WHAT NEEDS TO BE DONE:
Render everything in the items below from the line containing "Task: point out the farm" down to the line containing "point(608, 243)", both included, as a numbered list with blank lines omitted.

INFORMATION SHOWN:
■ ■ ■
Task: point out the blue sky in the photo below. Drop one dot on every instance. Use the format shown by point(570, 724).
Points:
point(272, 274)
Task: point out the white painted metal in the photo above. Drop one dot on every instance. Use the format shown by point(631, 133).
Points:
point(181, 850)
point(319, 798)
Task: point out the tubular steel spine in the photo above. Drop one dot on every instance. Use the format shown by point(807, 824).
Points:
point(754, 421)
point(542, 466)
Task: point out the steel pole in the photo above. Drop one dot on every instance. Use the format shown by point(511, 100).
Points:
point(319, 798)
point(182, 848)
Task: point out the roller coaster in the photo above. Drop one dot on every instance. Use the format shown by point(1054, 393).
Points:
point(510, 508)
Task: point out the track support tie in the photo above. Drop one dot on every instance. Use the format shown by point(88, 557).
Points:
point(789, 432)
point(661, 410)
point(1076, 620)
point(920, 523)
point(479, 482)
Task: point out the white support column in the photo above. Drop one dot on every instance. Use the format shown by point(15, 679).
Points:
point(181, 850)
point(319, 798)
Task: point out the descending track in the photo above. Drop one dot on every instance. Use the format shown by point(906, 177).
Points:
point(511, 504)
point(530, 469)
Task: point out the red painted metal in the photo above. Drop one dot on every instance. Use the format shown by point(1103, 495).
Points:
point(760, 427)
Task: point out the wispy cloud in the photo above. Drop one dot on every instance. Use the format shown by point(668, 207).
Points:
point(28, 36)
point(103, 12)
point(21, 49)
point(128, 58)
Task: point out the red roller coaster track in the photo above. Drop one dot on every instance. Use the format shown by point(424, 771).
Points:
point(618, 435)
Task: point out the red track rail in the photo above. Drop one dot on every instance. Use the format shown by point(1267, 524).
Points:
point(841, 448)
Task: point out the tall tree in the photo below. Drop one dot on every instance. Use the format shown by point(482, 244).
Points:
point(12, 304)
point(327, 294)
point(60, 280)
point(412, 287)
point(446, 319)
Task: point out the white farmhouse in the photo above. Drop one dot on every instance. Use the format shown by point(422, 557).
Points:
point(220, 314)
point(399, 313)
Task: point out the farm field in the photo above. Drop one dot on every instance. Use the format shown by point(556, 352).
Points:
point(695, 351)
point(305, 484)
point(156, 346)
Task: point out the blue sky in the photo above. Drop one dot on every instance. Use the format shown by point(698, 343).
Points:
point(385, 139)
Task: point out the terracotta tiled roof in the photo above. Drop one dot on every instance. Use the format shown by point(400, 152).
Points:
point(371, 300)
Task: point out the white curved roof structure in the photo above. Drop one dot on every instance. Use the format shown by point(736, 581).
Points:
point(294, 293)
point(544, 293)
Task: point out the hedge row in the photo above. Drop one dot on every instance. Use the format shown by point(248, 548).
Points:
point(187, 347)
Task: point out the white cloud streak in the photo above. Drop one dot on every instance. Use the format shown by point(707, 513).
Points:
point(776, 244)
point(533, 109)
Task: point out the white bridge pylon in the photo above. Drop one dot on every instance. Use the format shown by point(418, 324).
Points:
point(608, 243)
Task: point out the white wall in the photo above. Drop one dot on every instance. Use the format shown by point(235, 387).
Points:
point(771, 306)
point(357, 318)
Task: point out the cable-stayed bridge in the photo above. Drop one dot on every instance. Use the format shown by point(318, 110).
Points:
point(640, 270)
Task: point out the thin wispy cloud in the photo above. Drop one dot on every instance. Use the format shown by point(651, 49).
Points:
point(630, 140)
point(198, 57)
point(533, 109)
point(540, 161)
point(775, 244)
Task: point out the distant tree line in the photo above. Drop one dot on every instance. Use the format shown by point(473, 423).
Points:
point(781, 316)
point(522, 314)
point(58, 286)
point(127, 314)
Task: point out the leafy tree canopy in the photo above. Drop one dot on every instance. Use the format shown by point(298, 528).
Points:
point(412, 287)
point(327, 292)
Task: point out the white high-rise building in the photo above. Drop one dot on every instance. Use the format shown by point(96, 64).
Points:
■ ■ ■
FINAL RESULT:
1. Task: point out the farm field in the photo above. Drop one dot on every instance. Use the format shown by point(556, 352).
2. Points:
3. point(695, 351)
4. point(305, 484)
5. point(156, 346)
6. Task: point out the blue sky in the photo above. Drop one dot on every instance. Use the format shown by point(698, 343).
7. Points:
8. point(385, 139)
9. Task: point out the terracotta tiled roof in the photo above. Drop one dot on every instance. Use the format shown by point(400, 152).
10. Points:
11. point(371, 300)
12. Task: point out the white curved roof structure in the photo above. Drop one dot on every instance. Use the format shown by point(736, 581).
13. Points:
14. point(294, 293)
15. point(544, 293)
16. Task: point out the hedge row in the photo above. Drop one dot on every instance. Use the format shown by point(248, 548).
17. Points:
18. point(187, 347)
19. Task: point out the white cloud streak in the photo above. Drop one dot on every instance. Use the format shown by point(707, 513).
20. Points:
21. point(776, 244)
22. point(533, 109)
23. Task: point out the white bridge pylon in the photo above. Drop one dot on every instance. Use the format shown by point(418, 324).
24. Points:
25. point(608, 243)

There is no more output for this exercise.